Copy the items below, replacing "Target" with "Label" everywhere and changing nothing else. Leave out the pictures.

Stored rows –
<<<<

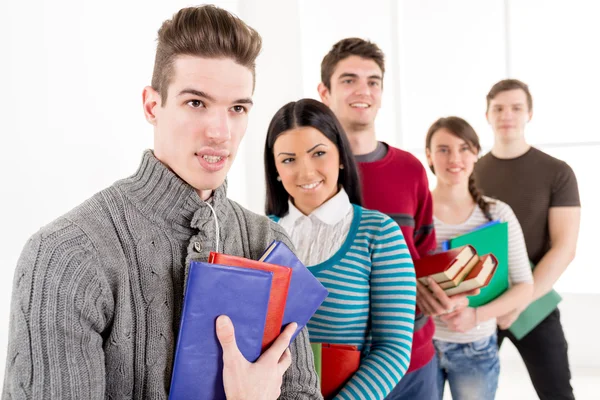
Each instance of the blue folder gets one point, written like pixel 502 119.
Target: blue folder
pixel 213 290
pixel 305 294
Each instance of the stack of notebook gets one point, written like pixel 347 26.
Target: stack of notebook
pixel 335 364
pixel 457 270
pixel 261 298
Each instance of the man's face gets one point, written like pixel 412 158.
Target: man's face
pixel 197 131
pixel 355 94
pixel 508 114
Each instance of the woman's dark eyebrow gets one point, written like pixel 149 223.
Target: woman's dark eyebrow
pixel 314 147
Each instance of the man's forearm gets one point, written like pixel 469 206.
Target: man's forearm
pixel 549 269
pixel 515 297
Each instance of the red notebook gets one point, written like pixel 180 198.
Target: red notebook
pixel 479 276
pixel 444 266
pixel 339 362
pixel 279 290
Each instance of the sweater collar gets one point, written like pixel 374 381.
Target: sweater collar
pixel 169 201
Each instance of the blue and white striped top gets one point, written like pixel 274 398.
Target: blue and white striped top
pixel 371 302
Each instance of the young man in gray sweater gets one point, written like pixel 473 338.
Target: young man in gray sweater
pixel 97 293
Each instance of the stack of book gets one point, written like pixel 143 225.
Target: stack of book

>>>>

Final result –
Each instance of the blue folder gets one point, written like pixel 502 119.
Label: blue folder
pixel 213 290
pixel 305 294
Each instance of the stack of notebook gets one point, written like pixel 347 26.
Label: stack of notebook
pixel 335 364
pixel 457 270
pixel 261 298
Each instance of the man's face gets one point, written like pixel 412 158.
Label: man's face
pixel 197 131
pixel 355 94
pixel 508 114
Each instance of the woman's dark eyebrow gets one point, written like pixel 149 223.
Label: woman's dark eyebrow
pixel 314 147
Each instance of the man's forearm gets one point, written like pixel 469 206.
Label: man's forearm
pixel 549 269
pixel 515 297
Each instance of the red notebook gets one point, written like pixel 180 198.
Label: red notebook
pixel 479 276
pixel 444 266
pixel 339 362
pixel 279 290
Each instance of the sweater collar gets one point, written like pixel 374 381.
Label: sweater collar
pixel 169 201
Each instance of the blue and white striped top gets one point, written like pixel 274 398.
Label: blue and white striped top
pixel 371 302
Each instance of the young man in gray sweater gets one point, written like pixel 473 338.
Label: young man in gray sweater
pixel 97 293
Each instance of the stack of book gets one point, written like pixel 143 225.
Label: stack of book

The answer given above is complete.